Exercise directions: Rewrite everything in the records below, from the line "TARGET = green grass" down to the end of the records. Shift each point by adding 93 to both of its coordinates, and copy every other line unchanged.

Excerpts from point annotation data:
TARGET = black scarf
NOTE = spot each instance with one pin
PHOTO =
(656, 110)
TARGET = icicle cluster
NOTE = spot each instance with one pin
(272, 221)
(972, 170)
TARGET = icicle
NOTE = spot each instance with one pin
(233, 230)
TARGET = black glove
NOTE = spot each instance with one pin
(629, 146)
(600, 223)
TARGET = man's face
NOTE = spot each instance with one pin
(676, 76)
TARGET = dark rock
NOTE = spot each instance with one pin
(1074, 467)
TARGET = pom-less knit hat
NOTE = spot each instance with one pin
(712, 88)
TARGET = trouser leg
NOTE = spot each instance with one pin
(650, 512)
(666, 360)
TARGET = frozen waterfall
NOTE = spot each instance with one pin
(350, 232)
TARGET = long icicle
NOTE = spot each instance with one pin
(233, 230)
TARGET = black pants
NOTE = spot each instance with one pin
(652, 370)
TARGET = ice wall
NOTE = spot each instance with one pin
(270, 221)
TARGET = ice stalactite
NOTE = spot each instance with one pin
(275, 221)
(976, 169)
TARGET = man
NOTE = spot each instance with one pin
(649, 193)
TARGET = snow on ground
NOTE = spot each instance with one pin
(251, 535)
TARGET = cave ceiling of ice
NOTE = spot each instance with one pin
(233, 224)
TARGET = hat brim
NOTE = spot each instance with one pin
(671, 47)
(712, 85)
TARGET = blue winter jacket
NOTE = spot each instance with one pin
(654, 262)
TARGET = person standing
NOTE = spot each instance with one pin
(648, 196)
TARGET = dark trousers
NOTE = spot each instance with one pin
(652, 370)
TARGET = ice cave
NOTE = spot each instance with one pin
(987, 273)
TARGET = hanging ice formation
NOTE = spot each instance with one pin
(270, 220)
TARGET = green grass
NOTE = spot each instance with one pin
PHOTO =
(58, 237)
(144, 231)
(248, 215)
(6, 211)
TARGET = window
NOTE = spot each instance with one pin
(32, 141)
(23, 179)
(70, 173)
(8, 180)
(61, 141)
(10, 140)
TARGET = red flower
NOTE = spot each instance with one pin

Result for this task:
TARGET = green grass
NOTE = spot each instance with one pin
PHOTO =
(151, 330)
(237, 324)
(341, 308)
(99, 304)
TARGET = window
NOTE = spot each instance with one pin
(125, 234)
(116, 272)
(163, 266)
(101, 273)
(154, 234)
(103, 233)
TARGET = red flower
NOTE = spot each instance with one pin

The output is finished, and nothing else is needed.